[ENTRIES SUPPLIED]:

○ ○ ○ ○ ○ ○ ○

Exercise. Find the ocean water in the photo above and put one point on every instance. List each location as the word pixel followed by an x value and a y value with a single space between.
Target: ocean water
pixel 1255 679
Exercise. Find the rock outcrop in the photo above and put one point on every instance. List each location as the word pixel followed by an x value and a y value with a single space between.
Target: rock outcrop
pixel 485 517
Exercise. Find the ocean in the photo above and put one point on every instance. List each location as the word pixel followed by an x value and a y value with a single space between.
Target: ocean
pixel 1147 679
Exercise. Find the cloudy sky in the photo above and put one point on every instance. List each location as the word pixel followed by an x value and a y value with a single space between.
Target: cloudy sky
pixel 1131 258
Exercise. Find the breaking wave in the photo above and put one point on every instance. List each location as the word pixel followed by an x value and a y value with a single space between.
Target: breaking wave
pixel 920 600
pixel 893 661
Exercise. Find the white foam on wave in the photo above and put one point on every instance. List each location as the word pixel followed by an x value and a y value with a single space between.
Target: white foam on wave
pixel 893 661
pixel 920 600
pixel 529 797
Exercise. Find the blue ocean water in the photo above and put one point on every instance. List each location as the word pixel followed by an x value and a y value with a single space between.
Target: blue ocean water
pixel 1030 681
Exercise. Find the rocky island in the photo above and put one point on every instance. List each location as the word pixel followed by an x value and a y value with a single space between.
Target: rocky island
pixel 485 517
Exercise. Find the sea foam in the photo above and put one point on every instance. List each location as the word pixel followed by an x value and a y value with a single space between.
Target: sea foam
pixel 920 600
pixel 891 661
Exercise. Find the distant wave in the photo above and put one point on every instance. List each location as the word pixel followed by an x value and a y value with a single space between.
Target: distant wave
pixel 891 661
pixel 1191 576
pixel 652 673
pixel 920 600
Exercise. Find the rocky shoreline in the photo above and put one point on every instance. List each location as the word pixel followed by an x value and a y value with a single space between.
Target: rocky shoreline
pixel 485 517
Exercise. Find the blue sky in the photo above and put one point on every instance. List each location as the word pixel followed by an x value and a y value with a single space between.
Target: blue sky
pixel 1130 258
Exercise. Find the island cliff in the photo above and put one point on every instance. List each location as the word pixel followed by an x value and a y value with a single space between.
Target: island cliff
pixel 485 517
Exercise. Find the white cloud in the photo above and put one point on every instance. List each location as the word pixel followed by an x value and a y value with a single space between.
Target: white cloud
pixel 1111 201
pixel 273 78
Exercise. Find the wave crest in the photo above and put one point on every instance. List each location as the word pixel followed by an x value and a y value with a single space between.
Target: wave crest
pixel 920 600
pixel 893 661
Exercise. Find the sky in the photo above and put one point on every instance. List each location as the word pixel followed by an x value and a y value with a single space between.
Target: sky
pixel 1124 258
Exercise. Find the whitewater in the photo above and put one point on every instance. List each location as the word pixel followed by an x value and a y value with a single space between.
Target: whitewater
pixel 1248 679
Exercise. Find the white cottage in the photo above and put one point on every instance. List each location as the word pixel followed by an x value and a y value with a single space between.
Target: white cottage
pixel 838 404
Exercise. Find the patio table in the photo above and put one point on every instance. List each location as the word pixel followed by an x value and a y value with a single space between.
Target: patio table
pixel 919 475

○ ○ ○ ○ ○ ○ ○

[TASK INSTRUCTIONS]: Quote each line of the listing above exactly.

[ANSWER TO THIS TASK]:
Exercise. Find the ocean water in the photo above and put one point on every instance. List each location as the word pixel followed by an x value and a y value with a single space between.
Target: ocean water
pixel 1255 679
Exercise. Find the rock outcrop in the photo above and put one point on every instance. List each location as the word pixel followed by an x value and a y value with a single space between.
Target: rock outcrop
pixel 485 517
Exercise. Find the ocean in the photo above and put one point on every instance. List each location as the word pixel followed by an x value and a y value with a single space between.
Target: ocean
pixel 1147 679
Exercise. Find the cloudy sky in the photo above and put one point on every instance. List each location as the word pixel followed by an x value and a y value with a single space between.
Target: cloudy sky
pixel 1131 258
Exercise. Find the breaking wave in the photo above and put one point on every instance. List each location as the word pixel followed by an x value and a y value with a single space between.
Target: breaking wave
pixel 920 600
pixel 893 661
Exercise. Find the white foam on wave in the photo above and put one point on every instance. List each location as the word pixel followed by an x value and a y value with a single space between.
Target: white foam on wave
pixel 893 661
pixel 920 600
pixel 529 797
Exercise. Find the blue ocean water in the photo above and put one point on every instance. List each location as the word pixel followed by an x value and a y value with a single space between.
Target: blue ocean water
pixel 1030 681
Exercise. Find the rocky island in the photo above and put one point on every instance. List each location as the word pixel followed by an x value and a y value with a single space between.
Target: rocky island
pixel 485 517
Exercise. Find the sea foam in the photo above and put one point on every instance. List each location as the word pixel followed by an x value and a y value with a single space between.
Target: sea foam
pixel 920 600
pixel 891 661
Exercise. Find the distant wave in the photo above and put one point on every instance. List each location as the word pixel followed by an x value and a y value with a single space between.
Target: distant wave
pixel 891 661
pixel 1191 576
pixel 652 673
pixel 920 600
Exercise. Find the rocky shoreline in the photo above and put one point on every instance. List each location as the word pixel followed by an x value and a y value with a single space between.
Target: rocky shoreline
pixel 485 517
Exercise. Find the blue sky in the photo above and put one point on every instance. List each location as the word pixel followed by an x value and a y value with a single space between.
Target: blue sky
pixel 1130 258
Exercise. Find the island cliff in the photo above and put one point on every instance. List each location as the word pixel followed by an x value and a y value with a single space between.
Target: island cliff
pixel 485 517
Exercise. Find the white cloud in the photo above and put one point on every instance. List each location as the word pixel followed by an x value and a y value with a single space between.
Target: white cloud
pixel 1111 201
pixel 273 78
Exercise. Find the wave crest in the photo above and put one point on every instance. List each location as the word pixel followed by an x value and a y value with a single space between.
Target: wave crest
pixel 920 600
pixel 893 661
Exercise. Find the sky in the photo above and put one point on every instance. List each location as the word pixel followed by an x value and a y value with a single space between.
Target: sky
pixel 1124 258
Exercise. Find the whitewater in the photo above and put one point on every instance. List each location as the word pixel followed by an x value and a y value with a single space between.
Target: whitewater
pixel 1248 679
Exercise. Find the white cottage in the photo above and put one point on every instance. List each location as the word pixel followed by an x value and a y value with a single space between.
Target: white cottage
pixel 838 404
Exercise. Find the patio table in the photo above and put one point on every instance. List each location as the word pixel followed by an x value and a y value with a single space between.
Target: patio table
pixel 919 475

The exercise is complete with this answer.